• **DATA SUPPLIED**:
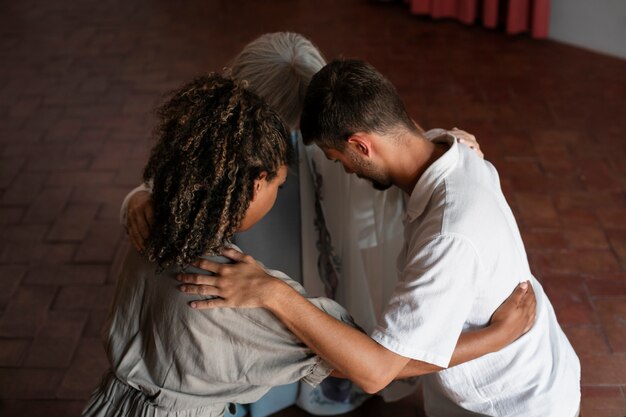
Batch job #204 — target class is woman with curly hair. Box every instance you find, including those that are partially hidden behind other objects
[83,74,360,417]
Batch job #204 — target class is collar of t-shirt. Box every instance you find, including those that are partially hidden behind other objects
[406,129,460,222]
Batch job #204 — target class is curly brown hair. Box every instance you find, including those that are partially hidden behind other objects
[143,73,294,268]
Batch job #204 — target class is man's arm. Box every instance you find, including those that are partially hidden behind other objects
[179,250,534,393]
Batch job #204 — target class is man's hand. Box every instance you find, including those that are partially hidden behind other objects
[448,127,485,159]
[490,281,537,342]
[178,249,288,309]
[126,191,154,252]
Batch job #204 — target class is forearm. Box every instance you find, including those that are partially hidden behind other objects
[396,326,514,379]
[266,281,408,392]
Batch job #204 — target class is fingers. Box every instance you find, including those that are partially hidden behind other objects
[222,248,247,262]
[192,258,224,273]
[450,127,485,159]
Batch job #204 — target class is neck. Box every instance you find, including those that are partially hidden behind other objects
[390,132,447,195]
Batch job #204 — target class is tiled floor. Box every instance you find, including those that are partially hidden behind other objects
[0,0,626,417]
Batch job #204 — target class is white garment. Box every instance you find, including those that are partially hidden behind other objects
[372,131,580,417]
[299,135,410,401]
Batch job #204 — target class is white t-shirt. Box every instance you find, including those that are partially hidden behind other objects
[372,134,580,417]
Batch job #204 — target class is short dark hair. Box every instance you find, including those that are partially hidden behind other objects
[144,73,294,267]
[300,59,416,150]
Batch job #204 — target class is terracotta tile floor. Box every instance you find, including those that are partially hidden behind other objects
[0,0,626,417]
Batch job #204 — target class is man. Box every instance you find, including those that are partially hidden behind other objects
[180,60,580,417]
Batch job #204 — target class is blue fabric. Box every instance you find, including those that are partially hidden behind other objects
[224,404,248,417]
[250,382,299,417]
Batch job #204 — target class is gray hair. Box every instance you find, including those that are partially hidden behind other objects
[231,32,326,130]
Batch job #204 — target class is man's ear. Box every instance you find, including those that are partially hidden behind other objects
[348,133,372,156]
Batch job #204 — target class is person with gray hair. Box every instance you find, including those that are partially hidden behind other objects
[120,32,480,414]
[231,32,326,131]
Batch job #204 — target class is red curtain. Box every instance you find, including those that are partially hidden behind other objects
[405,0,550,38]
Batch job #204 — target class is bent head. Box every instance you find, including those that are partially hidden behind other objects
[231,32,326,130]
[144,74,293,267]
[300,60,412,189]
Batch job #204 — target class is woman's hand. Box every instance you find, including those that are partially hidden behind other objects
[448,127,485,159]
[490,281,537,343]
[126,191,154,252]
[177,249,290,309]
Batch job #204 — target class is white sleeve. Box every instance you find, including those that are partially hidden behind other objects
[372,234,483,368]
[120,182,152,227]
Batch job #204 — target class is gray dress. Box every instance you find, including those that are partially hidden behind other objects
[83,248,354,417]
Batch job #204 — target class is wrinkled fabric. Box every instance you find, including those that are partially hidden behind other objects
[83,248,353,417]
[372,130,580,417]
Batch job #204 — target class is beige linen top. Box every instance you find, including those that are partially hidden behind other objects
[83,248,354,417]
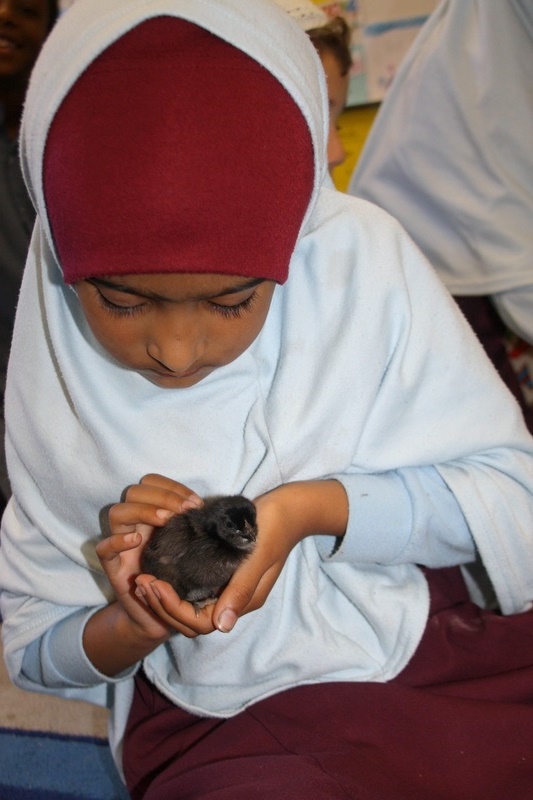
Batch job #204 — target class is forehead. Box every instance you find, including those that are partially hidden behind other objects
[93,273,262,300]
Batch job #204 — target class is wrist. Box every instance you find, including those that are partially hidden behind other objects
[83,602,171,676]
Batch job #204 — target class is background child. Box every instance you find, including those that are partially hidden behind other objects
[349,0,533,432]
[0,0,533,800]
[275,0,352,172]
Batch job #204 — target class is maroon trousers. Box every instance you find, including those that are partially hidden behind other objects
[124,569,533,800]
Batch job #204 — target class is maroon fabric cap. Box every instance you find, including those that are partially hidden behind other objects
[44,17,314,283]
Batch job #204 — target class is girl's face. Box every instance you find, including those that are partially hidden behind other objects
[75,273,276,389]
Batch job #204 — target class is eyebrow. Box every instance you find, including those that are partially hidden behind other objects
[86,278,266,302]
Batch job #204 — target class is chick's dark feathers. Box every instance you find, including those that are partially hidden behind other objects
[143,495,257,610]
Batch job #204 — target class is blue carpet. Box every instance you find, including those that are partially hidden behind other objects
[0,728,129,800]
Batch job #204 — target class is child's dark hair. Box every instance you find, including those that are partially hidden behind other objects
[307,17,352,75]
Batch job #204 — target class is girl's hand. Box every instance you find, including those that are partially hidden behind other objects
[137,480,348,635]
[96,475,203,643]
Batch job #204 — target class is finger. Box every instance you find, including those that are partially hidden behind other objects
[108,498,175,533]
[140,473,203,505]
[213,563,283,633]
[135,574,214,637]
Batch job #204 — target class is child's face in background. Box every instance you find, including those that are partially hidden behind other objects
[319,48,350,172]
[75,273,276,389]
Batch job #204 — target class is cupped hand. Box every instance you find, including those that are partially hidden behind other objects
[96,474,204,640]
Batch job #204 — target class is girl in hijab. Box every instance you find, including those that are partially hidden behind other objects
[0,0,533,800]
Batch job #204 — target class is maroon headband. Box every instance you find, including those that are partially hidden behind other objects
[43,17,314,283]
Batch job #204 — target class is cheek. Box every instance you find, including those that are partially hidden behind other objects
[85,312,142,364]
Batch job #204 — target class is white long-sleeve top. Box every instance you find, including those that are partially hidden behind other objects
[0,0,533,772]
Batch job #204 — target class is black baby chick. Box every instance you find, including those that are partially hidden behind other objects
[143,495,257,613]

• **OBJECTIVE**: Can you retype the lines from the one containing "Batch job #204 — target class is black" through the end of the records?

• **WRITTEN SOLUTION**:
Batch job #204 — target class is black baby chick. Box every instance you find, including those that are partially hidden behind other objects
[143,495,257,613]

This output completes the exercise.